DOCUMENT PASSAGE -
-- START --
I did some extensive testing to see if the messages that are sent, get received by the other instances in
the same order.

I wrote a simple test for testing point to point message send - receive : tests/com/sun/enterprise/ee/
cms/tests/p2pmessagesend/P2PMessageSendAndReceive.java

This test uses the MessageAction Signal to receive messages. I started 2 instances (one is the sender
while the other is the receiver). 10 messages are sent by instance A in sequence. The receiver i.e.
instance B does not receive the messages in the same order that they were sent in.
The logs show that the same thread takes care of calling the processNotification() method for each
message received. So its not a threading issue.

The main line of code is ClusterManager.send(id, message) which then calls outputPipe.send(message).

Here are the logs :

Sender :
INFO: Sending messages...
-- END --
RECORD EXTRACTS -
-- START --
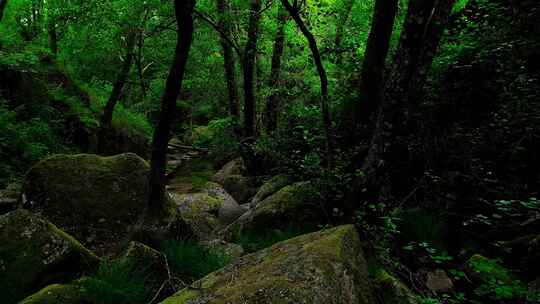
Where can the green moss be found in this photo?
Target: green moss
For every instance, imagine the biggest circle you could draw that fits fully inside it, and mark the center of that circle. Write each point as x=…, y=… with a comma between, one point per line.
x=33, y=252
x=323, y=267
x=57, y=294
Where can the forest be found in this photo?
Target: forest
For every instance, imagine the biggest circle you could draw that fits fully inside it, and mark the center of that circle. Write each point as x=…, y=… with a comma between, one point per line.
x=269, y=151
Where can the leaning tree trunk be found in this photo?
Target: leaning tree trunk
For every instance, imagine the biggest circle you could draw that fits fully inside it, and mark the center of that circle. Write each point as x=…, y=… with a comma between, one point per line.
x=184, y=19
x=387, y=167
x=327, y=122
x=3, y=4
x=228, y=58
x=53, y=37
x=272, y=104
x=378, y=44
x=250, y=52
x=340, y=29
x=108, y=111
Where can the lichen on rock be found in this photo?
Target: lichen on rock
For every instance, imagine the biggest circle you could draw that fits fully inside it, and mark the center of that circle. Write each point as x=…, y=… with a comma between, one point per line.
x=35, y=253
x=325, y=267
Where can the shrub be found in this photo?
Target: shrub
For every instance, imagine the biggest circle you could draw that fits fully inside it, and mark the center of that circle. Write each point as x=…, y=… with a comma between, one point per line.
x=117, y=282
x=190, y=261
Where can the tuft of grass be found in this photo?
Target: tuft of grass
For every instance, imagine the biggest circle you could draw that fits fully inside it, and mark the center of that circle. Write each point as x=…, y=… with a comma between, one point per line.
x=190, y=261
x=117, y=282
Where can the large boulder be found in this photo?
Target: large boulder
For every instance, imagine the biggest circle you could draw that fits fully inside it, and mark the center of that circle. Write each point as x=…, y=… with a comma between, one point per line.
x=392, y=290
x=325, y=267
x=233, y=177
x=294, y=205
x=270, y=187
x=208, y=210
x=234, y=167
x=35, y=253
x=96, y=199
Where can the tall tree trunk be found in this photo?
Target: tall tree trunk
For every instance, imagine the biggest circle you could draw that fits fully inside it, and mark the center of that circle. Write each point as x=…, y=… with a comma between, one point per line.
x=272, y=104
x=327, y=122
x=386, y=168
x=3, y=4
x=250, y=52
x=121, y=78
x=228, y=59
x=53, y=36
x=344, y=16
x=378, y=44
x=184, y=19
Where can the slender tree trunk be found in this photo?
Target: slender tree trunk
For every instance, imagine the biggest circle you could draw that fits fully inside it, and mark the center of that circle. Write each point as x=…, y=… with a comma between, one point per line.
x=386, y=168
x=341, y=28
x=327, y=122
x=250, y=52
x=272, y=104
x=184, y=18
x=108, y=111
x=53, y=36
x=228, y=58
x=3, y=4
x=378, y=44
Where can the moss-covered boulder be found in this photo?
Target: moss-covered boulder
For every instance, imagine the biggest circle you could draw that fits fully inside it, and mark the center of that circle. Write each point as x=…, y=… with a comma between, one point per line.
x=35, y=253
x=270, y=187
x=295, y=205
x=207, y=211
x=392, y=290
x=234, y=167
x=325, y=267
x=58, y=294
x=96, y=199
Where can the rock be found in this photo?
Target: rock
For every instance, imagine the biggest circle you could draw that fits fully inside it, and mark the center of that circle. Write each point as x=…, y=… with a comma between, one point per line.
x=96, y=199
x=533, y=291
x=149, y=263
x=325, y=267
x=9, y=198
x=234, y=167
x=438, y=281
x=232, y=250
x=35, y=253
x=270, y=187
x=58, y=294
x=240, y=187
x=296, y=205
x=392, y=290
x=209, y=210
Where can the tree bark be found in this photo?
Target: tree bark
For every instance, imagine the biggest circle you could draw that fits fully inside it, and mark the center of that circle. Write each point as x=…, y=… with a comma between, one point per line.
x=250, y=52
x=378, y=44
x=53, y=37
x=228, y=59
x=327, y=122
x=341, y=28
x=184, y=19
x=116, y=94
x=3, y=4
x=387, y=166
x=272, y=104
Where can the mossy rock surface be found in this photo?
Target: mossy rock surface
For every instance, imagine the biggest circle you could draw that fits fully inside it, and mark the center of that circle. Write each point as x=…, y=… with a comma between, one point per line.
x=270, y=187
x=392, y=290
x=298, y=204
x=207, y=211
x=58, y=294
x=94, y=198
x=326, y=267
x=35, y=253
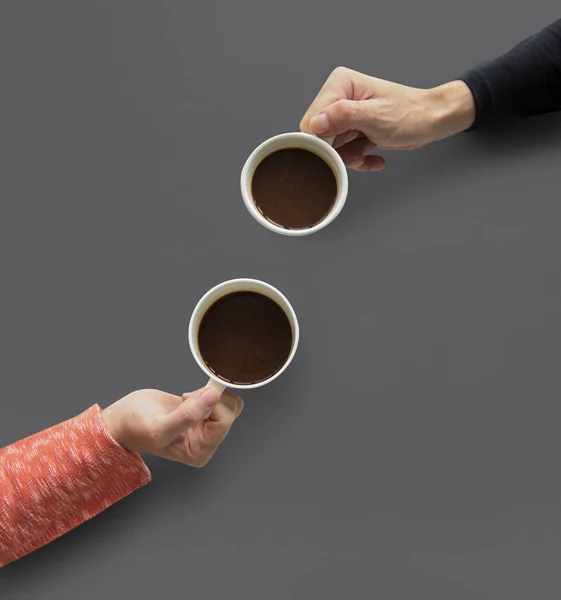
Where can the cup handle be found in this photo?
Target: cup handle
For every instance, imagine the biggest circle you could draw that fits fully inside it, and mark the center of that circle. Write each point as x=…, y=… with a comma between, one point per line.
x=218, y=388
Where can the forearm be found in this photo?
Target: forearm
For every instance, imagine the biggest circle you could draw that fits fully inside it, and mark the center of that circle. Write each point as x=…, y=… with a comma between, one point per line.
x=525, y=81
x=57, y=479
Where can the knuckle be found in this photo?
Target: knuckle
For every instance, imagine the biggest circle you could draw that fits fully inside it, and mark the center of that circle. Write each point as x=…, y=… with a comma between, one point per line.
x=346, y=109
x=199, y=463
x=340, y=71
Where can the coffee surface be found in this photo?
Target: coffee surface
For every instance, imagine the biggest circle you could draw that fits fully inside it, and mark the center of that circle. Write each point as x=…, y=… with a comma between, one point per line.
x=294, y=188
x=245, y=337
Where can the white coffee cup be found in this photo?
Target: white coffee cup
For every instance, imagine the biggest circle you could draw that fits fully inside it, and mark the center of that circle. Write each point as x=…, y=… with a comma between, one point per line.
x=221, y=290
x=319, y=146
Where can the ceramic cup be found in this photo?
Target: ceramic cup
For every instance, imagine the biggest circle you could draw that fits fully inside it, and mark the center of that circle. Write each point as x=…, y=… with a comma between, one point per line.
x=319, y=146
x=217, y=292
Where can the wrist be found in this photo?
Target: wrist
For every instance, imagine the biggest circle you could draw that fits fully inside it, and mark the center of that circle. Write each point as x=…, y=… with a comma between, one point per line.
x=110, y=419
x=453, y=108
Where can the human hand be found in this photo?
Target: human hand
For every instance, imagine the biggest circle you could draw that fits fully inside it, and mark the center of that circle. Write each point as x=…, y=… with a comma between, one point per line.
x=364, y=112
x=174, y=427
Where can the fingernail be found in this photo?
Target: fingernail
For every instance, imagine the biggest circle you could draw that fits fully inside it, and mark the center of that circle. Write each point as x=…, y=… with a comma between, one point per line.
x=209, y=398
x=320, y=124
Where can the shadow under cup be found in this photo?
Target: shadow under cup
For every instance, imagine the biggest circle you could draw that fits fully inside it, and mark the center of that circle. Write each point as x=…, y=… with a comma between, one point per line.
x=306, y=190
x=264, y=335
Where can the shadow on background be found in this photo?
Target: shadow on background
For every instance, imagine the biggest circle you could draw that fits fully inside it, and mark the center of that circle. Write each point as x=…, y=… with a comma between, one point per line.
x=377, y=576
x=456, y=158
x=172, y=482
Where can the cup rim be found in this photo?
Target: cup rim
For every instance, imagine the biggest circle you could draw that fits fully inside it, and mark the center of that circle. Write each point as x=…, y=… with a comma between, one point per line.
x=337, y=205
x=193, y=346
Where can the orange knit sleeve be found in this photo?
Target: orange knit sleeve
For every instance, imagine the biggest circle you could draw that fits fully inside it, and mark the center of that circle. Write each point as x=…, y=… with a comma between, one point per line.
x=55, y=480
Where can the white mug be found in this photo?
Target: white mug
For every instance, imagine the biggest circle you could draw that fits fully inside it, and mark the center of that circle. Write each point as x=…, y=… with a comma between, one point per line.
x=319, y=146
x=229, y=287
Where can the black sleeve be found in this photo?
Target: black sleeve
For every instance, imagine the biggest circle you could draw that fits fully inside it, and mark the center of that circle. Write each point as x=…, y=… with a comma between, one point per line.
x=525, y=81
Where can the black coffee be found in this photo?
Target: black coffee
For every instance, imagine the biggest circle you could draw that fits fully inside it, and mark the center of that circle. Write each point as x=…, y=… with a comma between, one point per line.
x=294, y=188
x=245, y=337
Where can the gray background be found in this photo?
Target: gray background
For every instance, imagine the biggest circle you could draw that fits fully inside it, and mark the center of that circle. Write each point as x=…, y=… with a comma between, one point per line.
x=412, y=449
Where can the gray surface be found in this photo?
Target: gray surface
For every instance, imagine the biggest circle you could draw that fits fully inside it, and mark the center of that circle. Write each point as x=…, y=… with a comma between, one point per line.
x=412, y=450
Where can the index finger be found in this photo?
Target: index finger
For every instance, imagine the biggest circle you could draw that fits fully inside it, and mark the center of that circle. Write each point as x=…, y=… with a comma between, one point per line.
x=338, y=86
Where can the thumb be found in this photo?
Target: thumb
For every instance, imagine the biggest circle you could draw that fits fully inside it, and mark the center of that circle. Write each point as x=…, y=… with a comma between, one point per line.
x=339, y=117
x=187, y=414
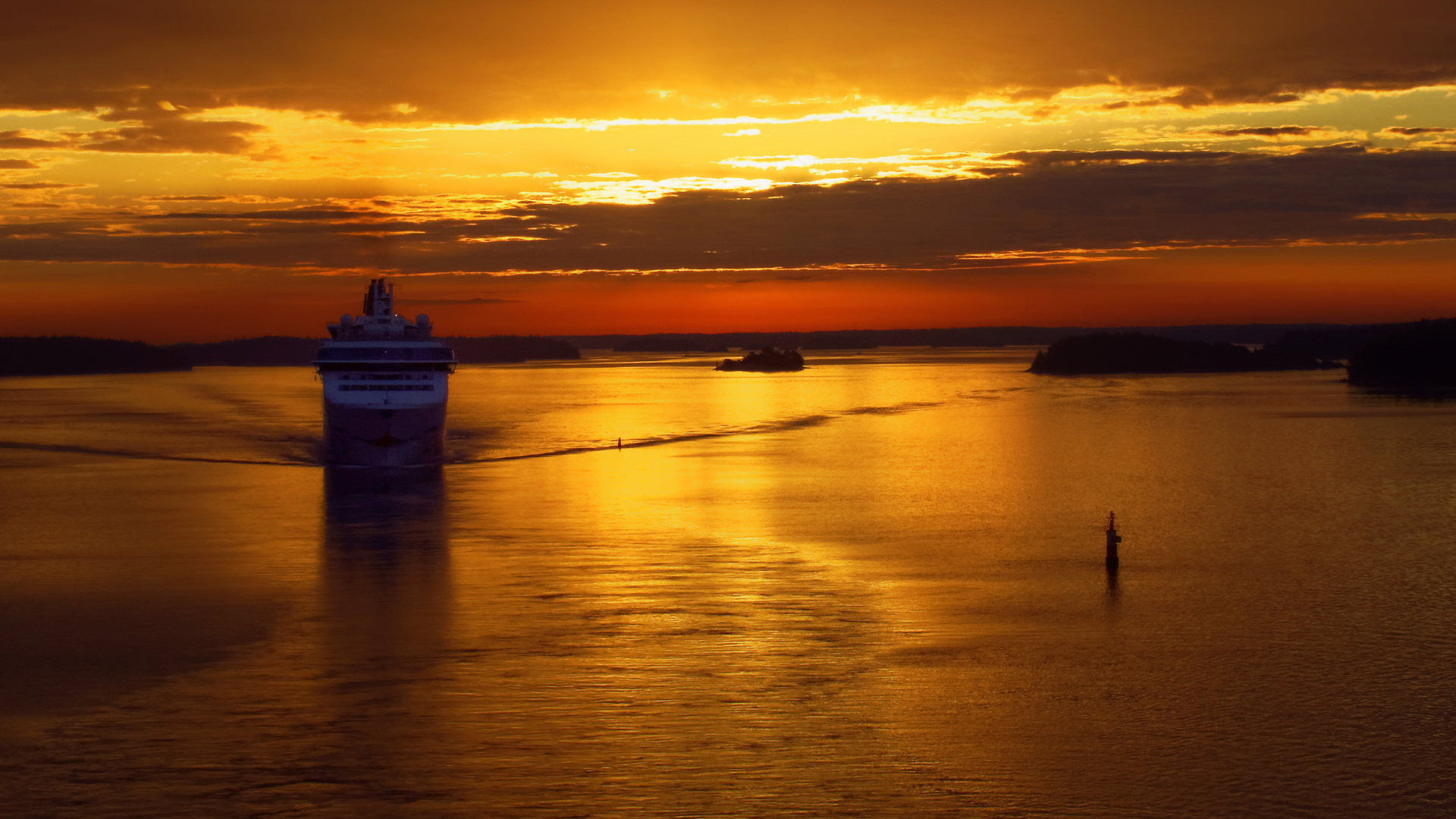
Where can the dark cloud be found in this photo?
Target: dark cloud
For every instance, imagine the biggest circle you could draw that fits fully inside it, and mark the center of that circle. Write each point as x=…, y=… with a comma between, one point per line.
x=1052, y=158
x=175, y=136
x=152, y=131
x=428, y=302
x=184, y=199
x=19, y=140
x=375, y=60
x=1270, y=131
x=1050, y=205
-- END --
GIVEN TASK - Condense the paragraph of the forum excerpt that begins "This test uses the MessageAction Signal" into a short bulleted list that keeps its main facts. Work from the forum excerpt alone.

PROBLEM SOLUTION -
- The test receives messages through the MessageAction Signal.
- Two instances were started: A sends and B receives.
- Instance A sent 10 messages in sequence.
- Instance B did not receive them in the order they were sent.
- The logs show that the same thread calls processNotification() for every received message, so the problem is not a threading issue.